[begin Supplied data]

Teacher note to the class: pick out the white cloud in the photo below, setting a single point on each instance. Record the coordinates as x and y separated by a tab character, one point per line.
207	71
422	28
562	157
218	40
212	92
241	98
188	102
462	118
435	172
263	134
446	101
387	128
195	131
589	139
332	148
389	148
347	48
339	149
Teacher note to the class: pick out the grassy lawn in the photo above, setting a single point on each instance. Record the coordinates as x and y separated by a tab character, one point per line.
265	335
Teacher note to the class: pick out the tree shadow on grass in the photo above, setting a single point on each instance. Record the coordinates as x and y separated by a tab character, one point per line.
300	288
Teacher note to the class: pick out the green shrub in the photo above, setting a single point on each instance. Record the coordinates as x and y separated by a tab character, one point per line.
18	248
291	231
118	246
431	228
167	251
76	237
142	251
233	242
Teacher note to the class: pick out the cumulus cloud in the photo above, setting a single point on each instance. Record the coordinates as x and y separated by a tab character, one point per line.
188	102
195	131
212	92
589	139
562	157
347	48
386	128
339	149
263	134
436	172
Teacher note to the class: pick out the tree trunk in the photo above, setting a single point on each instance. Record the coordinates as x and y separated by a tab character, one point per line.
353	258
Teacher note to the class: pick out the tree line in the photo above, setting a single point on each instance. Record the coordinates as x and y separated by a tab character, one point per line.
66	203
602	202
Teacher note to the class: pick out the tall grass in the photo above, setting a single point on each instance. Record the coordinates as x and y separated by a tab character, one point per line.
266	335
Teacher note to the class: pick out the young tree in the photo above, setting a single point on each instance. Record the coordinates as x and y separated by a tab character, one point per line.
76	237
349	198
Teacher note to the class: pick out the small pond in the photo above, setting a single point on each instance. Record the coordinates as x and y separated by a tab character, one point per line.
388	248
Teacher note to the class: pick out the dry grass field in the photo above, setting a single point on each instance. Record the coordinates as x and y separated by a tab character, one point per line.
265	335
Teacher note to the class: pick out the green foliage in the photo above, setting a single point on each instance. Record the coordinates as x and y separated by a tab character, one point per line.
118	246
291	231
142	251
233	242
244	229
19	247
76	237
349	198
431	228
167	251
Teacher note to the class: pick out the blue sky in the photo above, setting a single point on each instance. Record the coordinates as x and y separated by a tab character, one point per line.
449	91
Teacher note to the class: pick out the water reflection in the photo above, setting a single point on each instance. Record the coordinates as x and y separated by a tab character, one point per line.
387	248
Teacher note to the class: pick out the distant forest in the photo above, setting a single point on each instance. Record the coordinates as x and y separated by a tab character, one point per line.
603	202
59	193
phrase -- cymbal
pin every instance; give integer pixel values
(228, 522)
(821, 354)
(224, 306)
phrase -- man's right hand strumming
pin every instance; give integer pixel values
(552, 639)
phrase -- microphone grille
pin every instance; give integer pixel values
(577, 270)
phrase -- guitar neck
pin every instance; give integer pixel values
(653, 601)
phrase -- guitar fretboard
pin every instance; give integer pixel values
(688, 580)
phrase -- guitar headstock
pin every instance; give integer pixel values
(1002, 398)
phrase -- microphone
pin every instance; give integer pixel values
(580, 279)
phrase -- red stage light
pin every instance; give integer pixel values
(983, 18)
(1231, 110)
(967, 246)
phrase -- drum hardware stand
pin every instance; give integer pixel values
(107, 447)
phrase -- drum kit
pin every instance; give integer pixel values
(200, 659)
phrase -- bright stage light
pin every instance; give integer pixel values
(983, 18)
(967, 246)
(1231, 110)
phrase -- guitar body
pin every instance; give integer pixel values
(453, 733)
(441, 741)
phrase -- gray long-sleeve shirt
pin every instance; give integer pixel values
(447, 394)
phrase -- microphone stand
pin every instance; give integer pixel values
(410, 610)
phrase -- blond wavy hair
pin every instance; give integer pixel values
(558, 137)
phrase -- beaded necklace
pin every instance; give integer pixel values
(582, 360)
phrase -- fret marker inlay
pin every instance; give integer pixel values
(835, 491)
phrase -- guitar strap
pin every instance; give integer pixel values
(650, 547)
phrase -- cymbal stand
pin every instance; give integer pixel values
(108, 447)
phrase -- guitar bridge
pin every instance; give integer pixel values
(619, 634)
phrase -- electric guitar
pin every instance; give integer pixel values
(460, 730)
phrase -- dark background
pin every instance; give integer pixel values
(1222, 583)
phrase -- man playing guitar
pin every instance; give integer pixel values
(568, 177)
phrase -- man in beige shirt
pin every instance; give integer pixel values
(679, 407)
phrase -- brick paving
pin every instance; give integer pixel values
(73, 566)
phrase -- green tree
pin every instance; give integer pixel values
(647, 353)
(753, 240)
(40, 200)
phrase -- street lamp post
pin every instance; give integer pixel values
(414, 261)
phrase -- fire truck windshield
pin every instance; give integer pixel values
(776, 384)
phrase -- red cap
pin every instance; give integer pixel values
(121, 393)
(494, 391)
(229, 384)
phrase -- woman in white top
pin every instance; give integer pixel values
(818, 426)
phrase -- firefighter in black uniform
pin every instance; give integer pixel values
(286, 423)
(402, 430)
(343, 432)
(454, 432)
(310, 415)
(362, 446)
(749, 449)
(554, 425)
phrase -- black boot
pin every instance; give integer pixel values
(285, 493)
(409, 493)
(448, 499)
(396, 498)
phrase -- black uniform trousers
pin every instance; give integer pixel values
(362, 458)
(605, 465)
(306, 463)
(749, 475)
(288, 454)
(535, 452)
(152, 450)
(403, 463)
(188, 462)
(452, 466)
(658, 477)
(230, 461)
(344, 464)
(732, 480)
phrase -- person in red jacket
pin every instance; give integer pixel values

[end Supplied data]

Quote verbatim the line containing "phrase -- firefighter in black uniform" and every line after it through the end of the records above.

• _The response_
phrase -- firefighter in black uniform
pin every instance; give integer pixel values
(286, 423)
(402, 430)
(343, 432)
(454, 432)
(310, 415)
(362, 446)
(749, 449)
(554, 425)
phrase -- black boot
pin every instance; give integer pixel values
(285, 493)
(409, 493)
(448, 499)
(396, 498)
phrase -- black uniform trousers
pin every instance; give integer pixel values
(362, 458)
(605, 465)
(306, 463)
(749, 475)
(288, 454)
(535, 452)
(152, 450)
(403, 463)
(188, 462)
(452, 466)
(658, 477)
(230, 461)
(344, 464)
(732, 480)
phrase -- person in red jacket
pin every instance; give integer pixel values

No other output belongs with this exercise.